§ **ENTRIES PROVIDED**

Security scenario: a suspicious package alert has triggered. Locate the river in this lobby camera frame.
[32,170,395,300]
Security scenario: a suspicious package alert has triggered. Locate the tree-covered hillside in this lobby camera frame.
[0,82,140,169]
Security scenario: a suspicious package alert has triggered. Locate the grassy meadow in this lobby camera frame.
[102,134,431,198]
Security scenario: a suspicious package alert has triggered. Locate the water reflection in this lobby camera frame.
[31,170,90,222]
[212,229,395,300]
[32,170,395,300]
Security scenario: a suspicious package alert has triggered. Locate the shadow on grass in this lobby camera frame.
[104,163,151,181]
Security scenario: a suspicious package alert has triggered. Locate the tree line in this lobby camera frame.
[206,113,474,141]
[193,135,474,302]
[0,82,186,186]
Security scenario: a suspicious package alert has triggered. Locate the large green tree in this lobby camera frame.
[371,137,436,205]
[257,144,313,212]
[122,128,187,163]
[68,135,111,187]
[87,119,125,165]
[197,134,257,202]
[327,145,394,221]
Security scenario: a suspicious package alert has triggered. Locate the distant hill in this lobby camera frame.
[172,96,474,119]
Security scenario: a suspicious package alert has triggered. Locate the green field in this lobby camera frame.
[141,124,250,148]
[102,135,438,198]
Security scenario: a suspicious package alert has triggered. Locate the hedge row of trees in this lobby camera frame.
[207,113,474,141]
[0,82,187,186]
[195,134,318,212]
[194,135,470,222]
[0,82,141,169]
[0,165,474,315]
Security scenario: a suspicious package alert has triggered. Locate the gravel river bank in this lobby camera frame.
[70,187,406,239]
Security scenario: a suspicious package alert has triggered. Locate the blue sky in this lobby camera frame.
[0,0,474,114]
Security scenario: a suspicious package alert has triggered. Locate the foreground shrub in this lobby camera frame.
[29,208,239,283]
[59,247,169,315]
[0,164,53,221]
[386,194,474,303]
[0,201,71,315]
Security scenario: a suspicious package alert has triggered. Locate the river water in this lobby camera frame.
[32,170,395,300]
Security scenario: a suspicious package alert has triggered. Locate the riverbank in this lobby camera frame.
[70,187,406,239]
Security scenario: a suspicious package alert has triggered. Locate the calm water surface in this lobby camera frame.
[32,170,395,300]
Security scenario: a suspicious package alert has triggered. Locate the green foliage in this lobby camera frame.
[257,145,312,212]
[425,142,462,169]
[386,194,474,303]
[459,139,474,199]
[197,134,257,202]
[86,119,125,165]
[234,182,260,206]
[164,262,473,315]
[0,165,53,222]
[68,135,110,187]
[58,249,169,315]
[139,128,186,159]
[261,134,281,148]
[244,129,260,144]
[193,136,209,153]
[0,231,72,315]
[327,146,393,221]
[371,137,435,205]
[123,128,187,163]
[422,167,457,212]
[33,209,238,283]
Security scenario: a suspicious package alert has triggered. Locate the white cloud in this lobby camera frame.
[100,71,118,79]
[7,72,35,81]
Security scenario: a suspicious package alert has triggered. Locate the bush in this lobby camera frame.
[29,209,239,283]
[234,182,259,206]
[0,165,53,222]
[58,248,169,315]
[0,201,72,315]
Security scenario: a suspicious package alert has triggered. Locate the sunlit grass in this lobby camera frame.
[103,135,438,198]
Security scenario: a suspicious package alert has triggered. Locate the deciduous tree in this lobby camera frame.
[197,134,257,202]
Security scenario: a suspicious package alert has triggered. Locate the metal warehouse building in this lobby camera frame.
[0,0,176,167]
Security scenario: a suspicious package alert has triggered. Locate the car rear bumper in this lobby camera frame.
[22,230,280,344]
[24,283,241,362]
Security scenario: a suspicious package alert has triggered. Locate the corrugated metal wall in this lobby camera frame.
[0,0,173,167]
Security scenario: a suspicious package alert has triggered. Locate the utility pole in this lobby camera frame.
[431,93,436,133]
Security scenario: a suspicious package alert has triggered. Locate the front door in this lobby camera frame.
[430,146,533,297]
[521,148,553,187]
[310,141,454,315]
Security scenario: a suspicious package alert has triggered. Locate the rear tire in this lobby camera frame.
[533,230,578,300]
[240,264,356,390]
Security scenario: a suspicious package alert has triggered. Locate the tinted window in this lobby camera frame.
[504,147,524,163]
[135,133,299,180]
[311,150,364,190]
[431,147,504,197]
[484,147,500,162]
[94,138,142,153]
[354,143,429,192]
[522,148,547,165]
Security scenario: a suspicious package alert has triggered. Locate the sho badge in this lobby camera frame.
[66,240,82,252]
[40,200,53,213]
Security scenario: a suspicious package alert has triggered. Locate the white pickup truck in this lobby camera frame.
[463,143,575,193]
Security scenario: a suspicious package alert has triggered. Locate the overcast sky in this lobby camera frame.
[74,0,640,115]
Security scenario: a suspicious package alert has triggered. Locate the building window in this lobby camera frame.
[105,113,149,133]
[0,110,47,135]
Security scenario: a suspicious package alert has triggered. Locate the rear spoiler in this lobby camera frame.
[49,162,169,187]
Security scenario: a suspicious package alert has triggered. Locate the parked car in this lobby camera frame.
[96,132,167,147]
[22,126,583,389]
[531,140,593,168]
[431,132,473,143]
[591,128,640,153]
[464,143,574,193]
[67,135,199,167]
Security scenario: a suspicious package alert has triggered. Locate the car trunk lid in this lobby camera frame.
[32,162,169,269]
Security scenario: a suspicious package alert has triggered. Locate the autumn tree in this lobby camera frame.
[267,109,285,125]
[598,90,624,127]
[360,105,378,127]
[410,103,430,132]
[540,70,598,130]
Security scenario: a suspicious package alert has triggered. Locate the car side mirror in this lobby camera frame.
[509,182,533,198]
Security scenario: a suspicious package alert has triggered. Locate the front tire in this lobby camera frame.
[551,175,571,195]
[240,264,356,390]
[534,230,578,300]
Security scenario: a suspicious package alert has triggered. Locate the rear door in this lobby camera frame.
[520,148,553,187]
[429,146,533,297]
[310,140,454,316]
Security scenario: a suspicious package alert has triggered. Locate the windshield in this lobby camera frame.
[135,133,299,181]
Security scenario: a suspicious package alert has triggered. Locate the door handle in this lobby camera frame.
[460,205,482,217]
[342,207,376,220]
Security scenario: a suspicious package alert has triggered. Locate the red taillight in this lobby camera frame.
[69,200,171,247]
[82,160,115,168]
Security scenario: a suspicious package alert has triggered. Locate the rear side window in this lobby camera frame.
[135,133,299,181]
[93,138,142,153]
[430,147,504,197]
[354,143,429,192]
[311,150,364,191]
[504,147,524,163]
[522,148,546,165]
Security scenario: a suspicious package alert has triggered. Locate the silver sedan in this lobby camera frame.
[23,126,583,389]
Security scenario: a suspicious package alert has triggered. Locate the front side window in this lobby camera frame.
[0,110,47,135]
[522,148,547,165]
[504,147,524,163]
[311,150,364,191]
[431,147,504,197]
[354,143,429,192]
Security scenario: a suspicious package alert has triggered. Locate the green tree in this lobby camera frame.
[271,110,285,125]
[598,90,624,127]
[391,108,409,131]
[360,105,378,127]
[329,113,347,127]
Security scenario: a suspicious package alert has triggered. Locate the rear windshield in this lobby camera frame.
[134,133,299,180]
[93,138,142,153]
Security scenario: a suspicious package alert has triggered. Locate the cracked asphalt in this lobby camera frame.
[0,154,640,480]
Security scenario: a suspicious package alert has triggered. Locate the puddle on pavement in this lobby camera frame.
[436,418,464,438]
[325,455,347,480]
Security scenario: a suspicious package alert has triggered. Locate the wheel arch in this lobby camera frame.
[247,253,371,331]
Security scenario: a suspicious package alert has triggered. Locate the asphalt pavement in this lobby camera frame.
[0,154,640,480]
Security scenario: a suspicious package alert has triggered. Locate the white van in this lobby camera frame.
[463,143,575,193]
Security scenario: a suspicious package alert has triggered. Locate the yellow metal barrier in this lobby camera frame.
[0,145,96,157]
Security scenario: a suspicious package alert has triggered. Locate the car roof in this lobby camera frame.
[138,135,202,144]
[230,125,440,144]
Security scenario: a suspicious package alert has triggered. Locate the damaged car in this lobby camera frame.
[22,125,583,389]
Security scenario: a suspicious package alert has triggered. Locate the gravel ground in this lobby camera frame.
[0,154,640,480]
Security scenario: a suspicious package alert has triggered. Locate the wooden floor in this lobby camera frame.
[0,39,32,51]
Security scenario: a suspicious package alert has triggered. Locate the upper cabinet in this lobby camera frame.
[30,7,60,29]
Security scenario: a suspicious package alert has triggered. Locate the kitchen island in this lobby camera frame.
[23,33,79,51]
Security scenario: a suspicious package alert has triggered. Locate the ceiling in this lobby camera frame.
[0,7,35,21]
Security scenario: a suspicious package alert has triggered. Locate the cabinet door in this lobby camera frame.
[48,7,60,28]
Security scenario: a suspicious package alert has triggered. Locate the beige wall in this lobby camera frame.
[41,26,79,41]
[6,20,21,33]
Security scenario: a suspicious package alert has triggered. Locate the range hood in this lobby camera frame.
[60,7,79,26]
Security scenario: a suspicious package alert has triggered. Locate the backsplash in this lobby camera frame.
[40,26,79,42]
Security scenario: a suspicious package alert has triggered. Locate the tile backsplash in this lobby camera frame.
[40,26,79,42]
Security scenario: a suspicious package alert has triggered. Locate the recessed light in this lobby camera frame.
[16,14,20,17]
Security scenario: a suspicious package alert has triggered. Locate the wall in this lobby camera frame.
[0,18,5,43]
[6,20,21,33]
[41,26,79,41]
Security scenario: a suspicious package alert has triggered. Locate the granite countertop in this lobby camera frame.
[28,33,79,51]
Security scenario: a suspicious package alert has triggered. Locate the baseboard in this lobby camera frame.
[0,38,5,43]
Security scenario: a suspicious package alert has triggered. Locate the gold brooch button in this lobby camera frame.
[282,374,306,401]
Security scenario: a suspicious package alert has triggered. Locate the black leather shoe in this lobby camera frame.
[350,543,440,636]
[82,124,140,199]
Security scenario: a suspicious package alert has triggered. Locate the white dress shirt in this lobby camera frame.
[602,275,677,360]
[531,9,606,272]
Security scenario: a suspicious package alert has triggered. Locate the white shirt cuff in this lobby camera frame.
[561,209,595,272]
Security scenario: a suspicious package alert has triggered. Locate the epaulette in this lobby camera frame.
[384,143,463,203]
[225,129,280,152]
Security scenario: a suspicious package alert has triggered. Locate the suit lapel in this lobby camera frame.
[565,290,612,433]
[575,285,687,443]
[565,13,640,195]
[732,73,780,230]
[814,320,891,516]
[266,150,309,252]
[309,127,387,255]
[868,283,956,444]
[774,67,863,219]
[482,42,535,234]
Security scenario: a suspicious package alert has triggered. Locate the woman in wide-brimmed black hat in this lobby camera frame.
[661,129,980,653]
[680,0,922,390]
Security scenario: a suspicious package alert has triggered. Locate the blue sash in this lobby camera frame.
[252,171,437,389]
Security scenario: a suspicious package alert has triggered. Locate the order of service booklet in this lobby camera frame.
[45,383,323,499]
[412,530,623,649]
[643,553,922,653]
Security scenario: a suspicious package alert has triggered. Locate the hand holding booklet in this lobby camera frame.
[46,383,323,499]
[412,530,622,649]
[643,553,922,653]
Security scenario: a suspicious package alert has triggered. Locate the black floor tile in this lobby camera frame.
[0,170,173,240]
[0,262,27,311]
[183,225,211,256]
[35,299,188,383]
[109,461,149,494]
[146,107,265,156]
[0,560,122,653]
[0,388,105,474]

§ **REQUEST**
Set down the material verbatim from its first line through the line containing "[102,134,431,198]", inclusive.

§ **SOLUTION FOR THIS PROBLEM**
Security scenario: a suspicious package alert has triggered. Locate the river in this lobby camera frame.
[32,170,395,300]
Security scenario: a suspicious package alert has triggered. Locate the tree-covered hillside in this lobby camera frame.
[0,82,140,169]
Security scenario: a suspicious package alert has triggered. Locate the grassy meadow in this lobby camera frame.
[102,134,431,198]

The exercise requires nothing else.